Problem details -
Below are some records; print every one of them exactly.

- - - -

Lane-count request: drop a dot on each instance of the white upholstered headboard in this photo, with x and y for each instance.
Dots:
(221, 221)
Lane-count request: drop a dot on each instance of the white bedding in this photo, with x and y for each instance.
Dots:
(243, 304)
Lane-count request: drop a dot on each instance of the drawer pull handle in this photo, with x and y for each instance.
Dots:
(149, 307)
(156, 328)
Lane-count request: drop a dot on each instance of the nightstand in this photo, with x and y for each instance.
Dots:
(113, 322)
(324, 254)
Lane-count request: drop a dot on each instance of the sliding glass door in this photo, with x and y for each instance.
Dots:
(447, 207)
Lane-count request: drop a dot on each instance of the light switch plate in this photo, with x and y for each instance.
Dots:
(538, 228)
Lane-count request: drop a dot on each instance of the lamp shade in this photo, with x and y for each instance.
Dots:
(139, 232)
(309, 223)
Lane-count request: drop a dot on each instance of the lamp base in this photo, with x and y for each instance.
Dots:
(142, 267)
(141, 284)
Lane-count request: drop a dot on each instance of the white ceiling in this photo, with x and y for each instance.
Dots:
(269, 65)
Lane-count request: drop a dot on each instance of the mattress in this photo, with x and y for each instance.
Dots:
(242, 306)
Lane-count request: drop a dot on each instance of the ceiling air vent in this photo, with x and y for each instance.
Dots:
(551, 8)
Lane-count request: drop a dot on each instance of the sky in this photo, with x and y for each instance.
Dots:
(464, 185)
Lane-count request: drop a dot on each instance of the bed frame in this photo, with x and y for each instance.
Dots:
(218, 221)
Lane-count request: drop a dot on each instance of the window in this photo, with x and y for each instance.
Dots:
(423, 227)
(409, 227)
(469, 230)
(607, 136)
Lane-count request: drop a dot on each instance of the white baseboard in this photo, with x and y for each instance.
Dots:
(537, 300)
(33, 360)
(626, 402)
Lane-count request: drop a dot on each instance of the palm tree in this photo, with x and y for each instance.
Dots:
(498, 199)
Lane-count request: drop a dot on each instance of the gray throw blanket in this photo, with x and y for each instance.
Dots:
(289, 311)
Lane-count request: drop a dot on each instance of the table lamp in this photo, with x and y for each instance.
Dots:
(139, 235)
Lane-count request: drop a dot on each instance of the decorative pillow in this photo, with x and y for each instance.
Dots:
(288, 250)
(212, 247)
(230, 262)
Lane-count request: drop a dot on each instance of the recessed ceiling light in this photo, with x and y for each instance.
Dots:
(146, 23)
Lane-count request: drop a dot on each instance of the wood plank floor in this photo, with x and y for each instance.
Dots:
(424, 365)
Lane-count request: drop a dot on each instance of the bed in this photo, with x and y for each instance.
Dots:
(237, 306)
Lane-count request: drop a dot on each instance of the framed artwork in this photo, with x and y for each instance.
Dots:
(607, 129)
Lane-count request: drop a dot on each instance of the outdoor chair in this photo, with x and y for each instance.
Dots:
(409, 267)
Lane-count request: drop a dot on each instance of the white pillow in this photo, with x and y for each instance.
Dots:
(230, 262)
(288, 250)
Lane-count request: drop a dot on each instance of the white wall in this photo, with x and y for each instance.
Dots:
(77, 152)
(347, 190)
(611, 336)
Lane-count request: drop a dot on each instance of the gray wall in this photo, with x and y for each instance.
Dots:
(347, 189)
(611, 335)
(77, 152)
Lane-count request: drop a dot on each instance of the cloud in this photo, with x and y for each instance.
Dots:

- - - -

Result of the task -
Lane-count request: drop a dot on each instance of the white upholstered headboard in this photo, with x and y for each instance.
Dots:
(221, 221)
Lane-count request: drop a dot on each instance of the white bedding in this photo, with x and y for each instance.
Dots:
(243, 304)
Lane-count request: drop a dot on each instance of the drawer pull handle in this photo, with x and y for each instance.
Dots:
(149, 307)
(156, 328)
Lane-count request: drop a dot on each instance of the nightstand in this photo, with x and y for each instance.
Dots:
(113, 322)
(324, 254)
Lane-count request: drop a dot on each instance of the sliding glass door in this photo, with x and y for each instance.
Dots:
(447, 207)
Lane-count request: drop a dot on each instance of the light switch plate in this photo, with x and y for each instance.
Dots:
(538, 228)
Lane-count request: drop a dot on each instance of the lamp shade in this photo, with x and y for each instance.
Dots:
(139, 232)
(309, 223)
Lane-count request: drop a dot on each instance of the lamp base in this photo, with x and y for each instance.
Dots:
(142, 267)
(141, 284)
Lane-count request: drop a dot on each instance of the white ceiling in this photo, with x and y for each instance.
Dots:
(269, 65)
Lane-count request: drop a dot on each instance of the mattress in this photo, with x and y for each instance.
Dots:
(242, 306)
Lane-count request: drop a dot on each instance of the ceiling air vent in this photo, with x and y for each instance.
Dots:
(551, 8)
Lane-count request: drop a dot on each instance of the sky in this photo, with x and y for each instance.
Dots:
(464, 185)
Lane-count request: drop a dot on each instance of the bed frame in this photo, with x and y for each instance.
Dots:
(218, 221)
Lane-count request: drop a dot on each instance of the window in this photo, with x and y for each instance.
Dots:
(423, 227)
(409, 227)
(469, 230)
(607, 136)
Lane-count request: drop a dot on each instance of the white baseboard in this photo, with x and y for each instance.
Dots:
(537, 300)
(33, 360)
(626, 402)
Lane-count request: drop a dot on each instance of the palm tree in this photo, with x and y for each instance.
Dots:
(498, 199)
Lane-count request: drop a dot on each instance of the gray throw blanket in this photo, with x and y for each instance.
Dots:
(289, 311)
Lane-count request: drop a dot on each instance of the table lamp in this photo, with x and y for each instance.
Dots:
(139, 235)
Lane-count request: drop a dot on each instance of the decorative pillow in this photo, with x and y for each instance.
Dots:
(288, 250)
(212, 247)
(230, 262)
Lane-count request: drop a dot on each instance of the recessed ceiling light in this photo, with x and y for each instance.
Dots:
(146, 23)
Lane-count request: drop a dot on each instance of the wood plank floor in this photo, with x and y for each instance.
Dots:
(424, 365)
Lane-count request: drop a dot on each instance of the bed in this photo, with x and y for each instance.
Dots:
(237, 306)
Lane-count request: drop a dot on each instance of the framed artwork in this photo, with x and y for each instance.
Dots:
(607, 129)
Lane-count request: drop a dot on each instance of the outdoor chair in this photo, with x and y for each instance.
Dots:
(409, 267)
Lane-count request: drop a dot on each instance of the white pillow in this photo, with x and y for each instance.
Dots:
(230, 262)
(288, 250)
Lane-count request: drop a dot on each instance of the white wall in this photo, with x and y for each instance.
Dots:
(77, 152)
(347, 190)
(611, 336)
Lane-count request: drop a dot on each instance of the gray wall in this photo, with x and y for each instance.
Dots:
(347, 189)
(611, 335)
(77, 152)
Lane-count request: drop a dot on each instance of the cloud in this photo, with x and y for each instance.
Dots:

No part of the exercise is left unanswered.